- EXERCICES À FAIRE -
**1.** D'après la tribune sur la justice fiscale, quelle part des profits des multinationales se trouverait dans les paradis fiscaux selon Gabriel Zucman ?
**2.** Recopiez mot pour mot le passage de la tribune sur la justice fiscale qui commence par « Le Ministre de » et se termine par « juste part d’impôt. ».

- EXTRAIT DU DOCUMENT -
· · ·

La justice fiscale plutôt qu’un appel aux dons !

Texte publié le 10 avril 2020.

Tribune publiée le 10 avril 2020 dans MEDIAPART

Après un appel aux dons lancé par Gérard Darmanin pour soutenir les entreprises, forme de financement instable reposant sur le bon vouloir et la charité de quelques-un·e·s, un collectif de responsables de syndicats et ONG rappelle que la redistribution des richesses doit passer par la fiscalité. Les multinationales doivent payer leur « juste part d’impôt » et la justice fiscale « est l’un des enjeux majeurs de la réponse à la crise et au monde de demain. »

Le Ministre de l’Action et des Comptes Publics a lancé un appel aux dons pour soutenir les entreprises en difficulté dans un contexte de crise qui s’annonce profonde et durable. Cet appel est étonnant et révélateur. Étonnant car il privilégie une forme de financement par nature instable et temporaire, qui plonge ses racines dans la charité et repose sur le bon vouloir de quelques-un·e·s. Révélateur en ce qu’il montre le manque de volonté politique de faire payer à chacun sa juste part d’impôt.

Il existe cependant un moyen efficace de financer durablement les solidarités et de permettre à l’Etat de redistribuer les richesses : la fiscalité. De ce point de vue, il est certain que les réformes fiscales du gouvernement auront largement contribué à affaiblir les politiques publiques et à nourrir le sentiment d’injustice fiscale. Rappelons pour mémoire que la baisse du taux de l’impôt sur les sociétés, la mise en œuvre du prélèvement forfaitaire unique et la transformation de l’impôt de solidarité sur la fortune en impôt sur la fortune immobilière auront créé, toutes choses étant égales par ailleurs, un manque à gagner annuel global d’au moins 7 à 10 milliards d’euros par an selon les différentes estimations disponibles. Autant de milliards d’euros qui auraient été fort utiles pour renforcer notre système de santé par exemple. Rappelons également que 40% des profits des multinationales seraient localisés dans les paradis fiscaux d’après l’économiste Gabriel Zucman et que les multinationales qui pratiquent l’évasion fiscale privent sciemment les Etats au Nord comme au Sud de ressources indispensables. Exiger des multinationales qu’elles payent leur part d’impôt serait bien plus efficace pour les finances publiques que de solliciter leur charité.

· · ·

- DONNÉES FOURNIES -
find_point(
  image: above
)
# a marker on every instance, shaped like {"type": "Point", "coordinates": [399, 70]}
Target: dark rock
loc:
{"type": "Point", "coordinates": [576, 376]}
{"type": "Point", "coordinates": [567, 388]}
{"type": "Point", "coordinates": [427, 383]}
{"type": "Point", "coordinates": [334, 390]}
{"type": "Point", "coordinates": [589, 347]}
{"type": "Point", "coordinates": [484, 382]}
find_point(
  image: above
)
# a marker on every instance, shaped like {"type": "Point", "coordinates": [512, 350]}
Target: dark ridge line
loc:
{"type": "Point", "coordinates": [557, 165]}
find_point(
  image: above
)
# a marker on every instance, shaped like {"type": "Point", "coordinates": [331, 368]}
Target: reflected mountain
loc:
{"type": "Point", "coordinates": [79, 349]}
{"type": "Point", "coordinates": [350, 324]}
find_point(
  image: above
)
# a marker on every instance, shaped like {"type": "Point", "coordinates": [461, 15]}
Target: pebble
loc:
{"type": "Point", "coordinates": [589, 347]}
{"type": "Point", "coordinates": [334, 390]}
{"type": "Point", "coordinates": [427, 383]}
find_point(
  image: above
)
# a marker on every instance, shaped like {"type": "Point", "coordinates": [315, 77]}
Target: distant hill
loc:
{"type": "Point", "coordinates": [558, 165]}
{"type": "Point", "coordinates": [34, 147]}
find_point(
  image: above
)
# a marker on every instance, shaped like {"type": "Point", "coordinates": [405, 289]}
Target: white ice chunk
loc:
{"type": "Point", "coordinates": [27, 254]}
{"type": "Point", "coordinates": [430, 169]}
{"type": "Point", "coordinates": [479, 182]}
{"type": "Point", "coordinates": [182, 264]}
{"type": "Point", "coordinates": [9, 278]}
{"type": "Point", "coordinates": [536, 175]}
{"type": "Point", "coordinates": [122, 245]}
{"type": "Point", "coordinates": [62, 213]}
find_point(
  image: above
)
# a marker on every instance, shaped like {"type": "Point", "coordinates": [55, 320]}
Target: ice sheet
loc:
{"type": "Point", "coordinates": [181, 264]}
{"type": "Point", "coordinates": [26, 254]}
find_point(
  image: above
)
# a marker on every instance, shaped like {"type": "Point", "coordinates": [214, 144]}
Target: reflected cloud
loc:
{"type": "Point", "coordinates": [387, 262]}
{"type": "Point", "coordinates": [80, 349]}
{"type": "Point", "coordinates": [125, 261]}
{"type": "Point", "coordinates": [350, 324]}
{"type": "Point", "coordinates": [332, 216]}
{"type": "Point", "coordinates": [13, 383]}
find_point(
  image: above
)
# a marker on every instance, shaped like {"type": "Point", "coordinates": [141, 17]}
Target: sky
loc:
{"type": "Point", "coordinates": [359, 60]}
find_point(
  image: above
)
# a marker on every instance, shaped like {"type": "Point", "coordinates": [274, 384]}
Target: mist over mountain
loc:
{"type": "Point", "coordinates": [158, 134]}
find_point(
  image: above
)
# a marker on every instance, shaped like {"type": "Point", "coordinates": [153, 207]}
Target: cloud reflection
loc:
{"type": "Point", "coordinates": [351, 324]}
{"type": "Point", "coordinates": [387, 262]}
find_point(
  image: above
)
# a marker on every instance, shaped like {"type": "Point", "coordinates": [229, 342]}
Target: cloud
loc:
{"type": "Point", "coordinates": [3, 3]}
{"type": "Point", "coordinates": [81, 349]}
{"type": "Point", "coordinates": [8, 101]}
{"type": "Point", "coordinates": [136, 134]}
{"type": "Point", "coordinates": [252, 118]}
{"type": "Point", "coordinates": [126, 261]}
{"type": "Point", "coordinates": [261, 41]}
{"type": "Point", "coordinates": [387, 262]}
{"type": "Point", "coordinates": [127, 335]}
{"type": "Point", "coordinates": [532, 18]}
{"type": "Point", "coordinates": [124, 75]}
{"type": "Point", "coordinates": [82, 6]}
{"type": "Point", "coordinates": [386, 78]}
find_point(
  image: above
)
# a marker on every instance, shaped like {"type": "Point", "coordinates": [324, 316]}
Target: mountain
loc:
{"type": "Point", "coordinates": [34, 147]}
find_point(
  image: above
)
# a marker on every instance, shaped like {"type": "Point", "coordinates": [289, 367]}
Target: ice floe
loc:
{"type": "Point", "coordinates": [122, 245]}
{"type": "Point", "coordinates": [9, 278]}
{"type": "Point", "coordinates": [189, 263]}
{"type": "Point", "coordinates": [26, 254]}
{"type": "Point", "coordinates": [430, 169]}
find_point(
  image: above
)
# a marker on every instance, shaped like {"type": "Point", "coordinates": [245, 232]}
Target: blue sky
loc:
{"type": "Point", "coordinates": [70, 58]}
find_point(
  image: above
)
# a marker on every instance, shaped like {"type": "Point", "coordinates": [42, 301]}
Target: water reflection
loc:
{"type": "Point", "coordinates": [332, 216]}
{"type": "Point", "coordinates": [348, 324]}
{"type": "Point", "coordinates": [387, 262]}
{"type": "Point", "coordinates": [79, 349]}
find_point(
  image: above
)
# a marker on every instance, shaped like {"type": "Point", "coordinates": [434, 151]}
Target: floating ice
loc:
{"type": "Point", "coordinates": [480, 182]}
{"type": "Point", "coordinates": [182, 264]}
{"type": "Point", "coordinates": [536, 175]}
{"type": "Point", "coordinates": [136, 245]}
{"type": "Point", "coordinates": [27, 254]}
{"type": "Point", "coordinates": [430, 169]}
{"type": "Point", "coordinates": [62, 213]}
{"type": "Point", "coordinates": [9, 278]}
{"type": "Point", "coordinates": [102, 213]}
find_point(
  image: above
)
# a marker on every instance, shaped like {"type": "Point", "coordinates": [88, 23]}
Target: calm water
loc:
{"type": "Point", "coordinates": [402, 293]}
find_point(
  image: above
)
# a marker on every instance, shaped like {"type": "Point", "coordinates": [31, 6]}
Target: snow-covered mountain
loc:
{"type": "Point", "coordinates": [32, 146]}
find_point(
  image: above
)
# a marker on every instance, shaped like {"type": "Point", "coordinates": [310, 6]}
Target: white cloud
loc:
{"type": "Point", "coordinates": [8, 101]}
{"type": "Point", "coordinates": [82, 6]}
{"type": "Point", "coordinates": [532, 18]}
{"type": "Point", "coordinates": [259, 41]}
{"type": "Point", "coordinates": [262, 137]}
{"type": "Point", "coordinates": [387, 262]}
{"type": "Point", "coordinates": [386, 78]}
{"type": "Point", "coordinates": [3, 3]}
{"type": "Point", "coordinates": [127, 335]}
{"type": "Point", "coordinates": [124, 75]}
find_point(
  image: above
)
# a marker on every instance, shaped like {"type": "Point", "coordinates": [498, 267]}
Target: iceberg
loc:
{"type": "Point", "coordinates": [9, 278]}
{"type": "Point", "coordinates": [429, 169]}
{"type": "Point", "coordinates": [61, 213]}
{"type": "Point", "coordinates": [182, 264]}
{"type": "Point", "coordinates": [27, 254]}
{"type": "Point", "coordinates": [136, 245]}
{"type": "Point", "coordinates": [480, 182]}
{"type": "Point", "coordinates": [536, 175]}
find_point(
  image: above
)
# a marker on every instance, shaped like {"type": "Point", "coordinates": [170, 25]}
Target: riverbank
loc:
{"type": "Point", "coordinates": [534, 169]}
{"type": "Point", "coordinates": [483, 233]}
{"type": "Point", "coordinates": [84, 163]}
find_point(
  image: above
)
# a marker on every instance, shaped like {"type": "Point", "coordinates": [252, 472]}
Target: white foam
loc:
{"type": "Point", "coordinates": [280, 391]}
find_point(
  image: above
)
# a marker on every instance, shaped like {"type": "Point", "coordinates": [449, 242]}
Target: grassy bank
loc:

· · ·

- RÉSULTATS FINAUX -
**1.** 40 % des profits des multinationales.

**2.**
Le Ministre de l’Action et des Comptes Publics a lancé un appel aux dons pour soutenir les entreprises en difficulté dans un contexte de crise qui s’annonce profonde et durable. Cet appel est étonnant et révélateur. Étonnant car il privilégie une forme de financement par nature instable et temporaire, qui plonge ses racines dans la charité et repose sur le bon vouloir de quelques-un·e·s. Révélateur en ce qu’il montre le manque de volonté politique de faire payer à chacun sa juste part d’impôt.